PROVIDED RECORDS

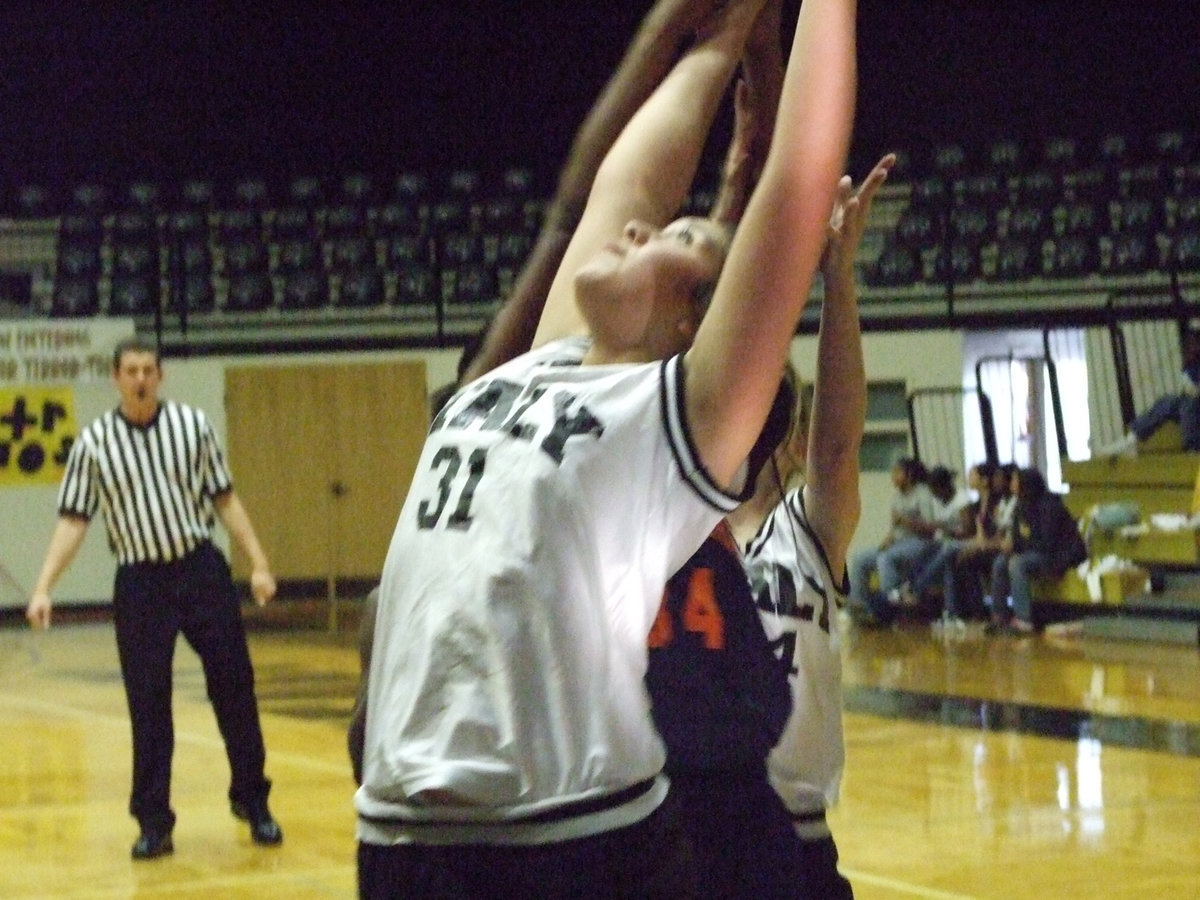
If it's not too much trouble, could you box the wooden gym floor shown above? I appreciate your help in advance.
...
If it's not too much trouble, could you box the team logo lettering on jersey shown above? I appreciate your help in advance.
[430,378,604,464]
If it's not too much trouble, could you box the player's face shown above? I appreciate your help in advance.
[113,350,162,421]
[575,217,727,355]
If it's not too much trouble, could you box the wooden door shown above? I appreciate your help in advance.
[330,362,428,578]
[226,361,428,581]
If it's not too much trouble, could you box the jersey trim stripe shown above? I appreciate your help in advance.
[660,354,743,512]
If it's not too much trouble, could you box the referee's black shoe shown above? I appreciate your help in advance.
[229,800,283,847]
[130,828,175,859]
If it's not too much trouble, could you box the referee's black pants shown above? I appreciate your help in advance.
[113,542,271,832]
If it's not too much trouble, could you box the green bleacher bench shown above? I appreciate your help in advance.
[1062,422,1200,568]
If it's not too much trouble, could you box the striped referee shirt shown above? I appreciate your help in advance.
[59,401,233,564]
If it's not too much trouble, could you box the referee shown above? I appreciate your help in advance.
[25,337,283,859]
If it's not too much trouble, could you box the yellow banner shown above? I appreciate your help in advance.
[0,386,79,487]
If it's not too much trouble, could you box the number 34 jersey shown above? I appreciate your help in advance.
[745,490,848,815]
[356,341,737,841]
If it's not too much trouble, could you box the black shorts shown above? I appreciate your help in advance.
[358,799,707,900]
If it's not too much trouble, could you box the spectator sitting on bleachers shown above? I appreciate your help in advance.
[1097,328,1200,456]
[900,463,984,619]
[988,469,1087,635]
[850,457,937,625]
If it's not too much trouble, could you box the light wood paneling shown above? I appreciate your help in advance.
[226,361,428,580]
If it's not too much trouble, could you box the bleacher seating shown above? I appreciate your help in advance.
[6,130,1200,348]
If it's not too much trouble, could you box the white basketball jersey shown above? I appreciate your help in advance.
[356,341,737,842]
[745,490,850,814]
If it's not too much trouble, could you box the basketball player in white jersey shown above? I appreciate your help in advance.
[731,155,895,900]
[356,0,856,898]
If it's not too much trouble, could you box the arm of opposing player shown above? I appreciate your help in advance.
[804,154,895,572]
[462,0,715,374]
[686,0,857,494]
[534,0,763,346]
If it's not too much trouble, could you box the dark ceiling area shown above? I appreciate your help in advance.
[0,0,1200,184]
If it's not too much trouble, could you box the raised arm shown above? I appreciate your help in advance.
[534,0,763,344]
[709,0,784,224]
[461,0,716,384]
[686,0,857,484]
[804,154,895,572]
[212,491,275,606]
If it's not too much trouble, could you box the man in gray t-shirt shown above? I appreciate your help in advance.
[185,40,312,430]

SET TASK
Please rewrite everything from the row containing "If it's not too much trouble, could you box the bleacher" down to the row containing "[356,0,856,898]", swapping "jersey" for "uniform" and leaving all else in those lines unchanged.

CORRECT RESULT
If it's not too much trouble, could you box the bleacher seating shown above? I appreciate your help in advance.
[6,130,1200,348]
If it's not too much trouble, could you box the white basketball uniform shown above? I appreciate your help in advance.
[356,341,737,842]
[745,490,850,814]
If it's not too much trouble, could you box the basketball player in white uniform shown above? I appreciate your help in advance.
[731,155,895,900]
[356,0,856,898]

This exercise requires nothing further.